Ak Parti ile MHP anayasa değişikliği konusunda uzlaşacak mı? Uzlaşırsa ortaya nasıl bir nihai metin çıkacak? Bekleyip görmemiz ve ortaya konan yönetim modelini bunun üzerinden tartışmamız gerekiyor. Taslak metin konusunda kulis haberi çok, ama MHP’nin itirazları ve değişiklik önerileri sonrasında ortaya çıkacak metni bugünden kestirmemiz imkansız. Ben de merakla bekliyorum.
Kişisel tercihimi çok önceden yazmıştım: Baştan aşağı yeni bir anayasa. Sivil, demokratik, özgürlükçü bir anayasa. Hayatın her alanına tanım getirmeyen, ana kurumları ve yönetim modelinin işleyişini net çizgilerle ortaya koyan bir anayasa. Anlaşılan o ki bu hayalimi bir süre daha ertelemem gerekiyor.
15 Temmuz hain darbe girişiminin ortaya çıkardığı hassasiyet ve öncelikler bu kapsamda bir değişime izin vermiyor. MHP’nin kırmızı çizgileri ve kimi ideolojik tercihleri de bir başka kısıtlayıcı unsur. Yine de bu değişim iradesini önemsiyorum. Sistem tartışmalarını bir an önce geride bırakıp önümüze bakmamızı, kararlı ve hızlı şekilde yola koyulmamızı gerektirecek kadar kritik bir dönemden geçiyoruz.
Türkiye’nin yönetmesi ve çözüm oluşturması gereken sorun başlıklarını bir kez daha tek tek saymak gereksiz. 15 Temmuz darbe girişiminin vahametini ve ortaya çıkardığı sorunların ciddiyetini gören her vatandaşımız da böyle düşünüyor. Toplumun büyük çoğunluğu teyakkuz ve ihtiyat halini muhafaza ediyor. 15 Temmuz öncesinin ideolojik kutuplaşma tablosunun anlamını yitirdiğini, Türkiye’nin önünde yeni bir yol açıldığını biliyor.
MHP’nin anayasa konusunda geliştirdiği iradeyi bu yüzden çok önemsiyorum. Günün siyasi ve toplumsal şartlarını iyi kavrayan, Türkiye’nin öncelik ve hassasiyetlerini iyi okuyan bir irade bu kanımca. Yapıcı muhalefetin ne anlama geldiğini uzun süredir unutmuş olanlar için çok çarpıcı bir örnek oluşturuyor. Aynı nedenle, nihai metnin bir an önce oluşması konusunda MHP’nin olumlu ve yapıcı tutumunu sürdüreceğine inanıyorum.

○ ○ ○ ○

Yapılacak Görevler
1 > Anayasa yazısında "Türkiye’nin yönetmesi ve" sözcükleriyle açılıp "yol açıldığını biliyor." ile kapanan kısmı, "vatandaşımız" yerine "yurttaşımız" koyarak yeniden yazın.
2 > Anayasa yazısını iki cümleyle özetleyin.

Öğeler
○ ○ ○ ○

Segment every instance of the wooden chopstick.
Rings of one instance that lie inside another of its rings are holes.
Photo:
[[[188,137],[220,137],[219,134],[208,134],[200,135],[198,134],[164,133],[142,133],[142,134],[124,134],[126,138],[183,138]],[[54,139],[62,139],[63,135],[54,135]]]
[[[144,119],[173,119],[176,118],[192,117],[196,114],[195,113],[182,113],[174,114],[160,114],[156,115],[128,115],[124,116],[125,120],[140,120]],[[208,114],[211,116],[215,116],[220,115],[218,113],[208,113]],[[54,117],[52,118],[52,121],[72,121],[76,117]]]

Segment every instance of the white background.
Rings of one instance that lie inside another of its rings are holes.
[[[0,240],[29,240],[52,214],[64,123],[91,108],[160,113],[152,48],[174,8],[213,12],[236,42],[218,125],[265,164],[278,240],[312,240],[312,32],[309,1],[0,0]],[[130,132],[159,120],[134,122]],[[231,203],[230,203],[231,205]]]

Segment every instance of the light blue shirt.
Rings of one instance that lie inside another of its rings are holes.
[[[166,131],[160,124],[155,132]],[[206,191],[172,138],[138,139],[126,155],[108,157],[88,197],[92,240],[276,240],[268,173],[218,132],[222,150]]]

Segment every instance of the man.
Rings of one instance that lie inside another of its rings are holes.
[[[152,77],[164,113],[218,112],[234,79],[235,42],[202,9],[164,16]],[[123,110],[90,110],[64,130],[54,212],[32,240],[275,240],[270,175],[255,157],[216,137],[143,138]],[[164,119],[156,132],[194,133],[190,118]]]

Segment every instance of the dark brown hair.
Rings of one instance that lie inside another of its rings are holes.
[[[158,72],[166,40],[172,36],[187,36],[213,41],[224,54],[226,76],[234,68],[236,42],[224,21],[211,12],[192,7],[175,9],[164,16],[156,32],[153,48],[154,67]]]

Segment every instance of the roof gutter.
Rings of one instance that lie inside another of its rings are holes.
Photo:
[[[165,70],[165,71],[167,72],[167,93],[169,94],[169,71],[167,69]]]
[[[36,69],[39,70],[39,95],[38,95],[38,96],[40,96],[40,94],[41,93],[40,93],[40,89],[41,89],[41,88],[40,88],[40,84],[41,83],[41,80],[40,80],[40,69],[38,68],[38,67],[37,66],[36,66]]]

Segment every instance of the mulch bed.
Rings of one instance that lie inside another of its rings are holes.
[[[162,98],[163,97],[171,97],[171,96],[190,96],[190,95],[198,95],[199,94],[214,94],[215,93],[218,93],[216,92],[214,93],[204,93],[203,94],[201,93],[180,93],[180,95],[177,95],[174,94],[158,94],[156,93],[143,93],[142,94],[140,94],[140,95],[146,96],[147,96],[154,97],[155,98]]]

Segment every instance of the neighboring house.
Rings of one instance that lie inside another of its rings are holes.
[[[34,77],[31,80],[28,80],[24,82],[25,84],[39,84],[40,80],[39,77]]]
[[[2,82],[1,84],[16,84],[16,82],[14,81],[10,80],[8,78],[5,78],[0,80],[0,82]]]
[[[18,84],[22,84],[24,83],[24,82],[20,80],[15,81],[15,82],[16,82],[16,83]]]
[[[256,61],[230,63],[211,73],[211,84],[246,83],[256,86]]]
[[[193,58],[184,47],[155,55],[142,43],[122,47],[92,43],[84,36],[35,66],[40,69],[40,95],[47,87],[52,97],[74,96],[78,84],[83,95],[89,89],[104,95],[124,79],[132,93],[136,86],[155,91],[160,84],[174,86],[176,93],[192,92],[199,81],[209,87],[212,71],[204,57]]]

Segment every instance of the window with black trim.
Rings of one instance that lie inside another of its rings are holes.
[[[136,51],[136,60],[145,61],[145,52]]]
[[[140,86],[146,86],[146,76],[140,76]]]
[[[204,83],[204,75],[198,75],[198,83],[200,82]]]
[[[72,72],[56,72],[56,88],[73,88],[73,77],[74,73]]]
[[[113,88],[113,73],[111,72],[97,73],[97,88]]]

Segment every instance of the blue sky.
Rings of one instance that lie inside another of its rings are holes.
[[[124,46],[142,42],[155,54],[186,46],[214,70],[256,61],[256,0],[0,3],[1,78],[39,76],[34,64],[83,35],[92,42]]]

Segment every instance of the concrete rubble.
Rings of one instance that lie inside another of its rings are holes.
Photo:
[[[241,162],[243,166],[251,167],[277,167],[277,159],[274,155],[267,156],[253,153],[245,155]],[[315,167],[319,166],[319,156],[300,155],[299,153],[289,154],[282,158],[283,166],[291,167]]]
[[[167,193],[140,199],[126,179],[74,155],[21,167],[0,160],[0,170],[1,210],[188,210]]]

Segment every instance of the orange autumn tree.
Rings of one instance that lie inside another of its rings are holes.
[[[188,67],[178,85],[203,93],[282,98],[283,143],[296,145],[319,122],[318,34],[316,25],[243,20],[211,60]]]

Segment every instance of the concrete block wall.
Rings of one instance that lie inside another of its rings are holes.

○ ○ ○ ○

Doğru Cevaplar
1 >
Türkiye’nin yönetmesi ve çözüm oluşturması gereken sorun başlıklarını bir kez daha tek tek saymak gereksiz. 15 Temmuz darbe girişiminin vahametini ve ortaya çıkardığı sorunların ciddiyetini gören her yurttaşımız da böyle düşünüyor. Toplumun büyük çoğunluğu teyakkuz ve ihtiyat halini muhafaza ediyor. 15 Temmuz öncesinin ideolojik kutuplaşma tablosunun anlamını yitirdiğini, Türkiye’nin önünde yeni bir yol açıldığını biliyor.

2 > Yazar, Ak Parti ile MHP'nin anayasa değişikliğinde uzlaşıp uzlaşmayacağının ve nasıl bir nihai metin çıkacağının bugünden kestirilemeyeceğini belirtiyor. Kişisel tercihi baştan aşağı sivil, demokratik ve özgürlükçü yeni bir anayasa olsa da 15 Temmuz sonrası öncelikler ve MHP'nin kırmızı çizgileri nedeniyle bunu ertelemesi gerektiğini, yine de MHP'nin değişim iradesini yapıcı bulup önemsediğini söylüyor.